[Текст]:
################

В сфере непосредственного опыта мы постоянно имеем дело с дискретными актами, вещами и индивидами. Суть же социального процесса в его постоянном возобновлении. Если бы он не возобновлялся в своих дискретных моментах, он не мог бы сохранять и свою континуальность. Последняя обеспечивается тем, что он «протекает» в обособленных вещах и человеческих индивидах. Он живет и «пульсирует» и в тех, и в других, хотя и существенно различным образом. Эта «пульсация» процесса в обособленных индивидах и предметах есть единственное объяснение их взаимообусловленности при отсутствии их непосредственных контактов.

Проблема дальнодействия в социальном процессе еще, видимо, недостаточно оценена и осмыслена. Этому, возможно, препятствуют формы непосредственных контактов, связей, зависимостей, «прикрывающие» суть этой проблемы, однако многие практические, теоретические, культурные вопросы связаны именно с ней. По мере того как сохранение социальной связи на дистанциях пространства и времени будет обретать смысл для все большего числа людей, осознание этой проблемы будет перемещаться из сферы сугубо методологической в сферу повседневных человеческих забот.

Преобладание чувственно-наглядного объяснения предметности и, собственно, человеческих взаимодействий, характерное для обыденного сознания, долгое время поддерживалось наукой, натуралистически – т.е. по аналогии с вещами и их взаимодействиями – описывающей человеческое поведение. Такого рода наука, естественно, расценивала попытки понять сверхчувственное бытие людей и вещей как донаучные, вненаучные, мистические и т.п. Поскольку научность в значительной степени отождествлялась со стандартами классического естествознания, и прежде всего физики (еще более определенно – механики), всякая метафизическая интерпретация бытия казалась сомнительной.

Однако со временем сомнительными оказались стереотипы, редуцирующие предметное бытие людей и человеческих вещей к рамкам непосредственного восприятия их телесности, к формам их наблюдаемых взаимодействий.

################

[Исходные данные]:
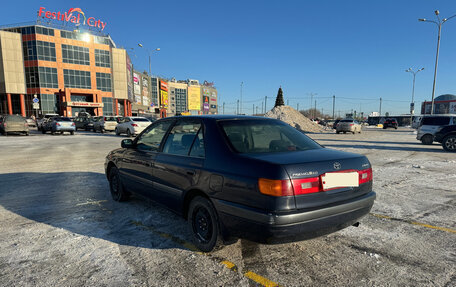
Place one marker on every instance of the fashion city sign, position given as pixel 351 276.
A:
pixel 73 15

################

[Задание]:
Какие слова в тексте о социальном процессе заключены в кавычки? Перечислите все в порядке появления.

[Ответ]:
«протекает», «пульсирует», «пульсация», «прикрывающие»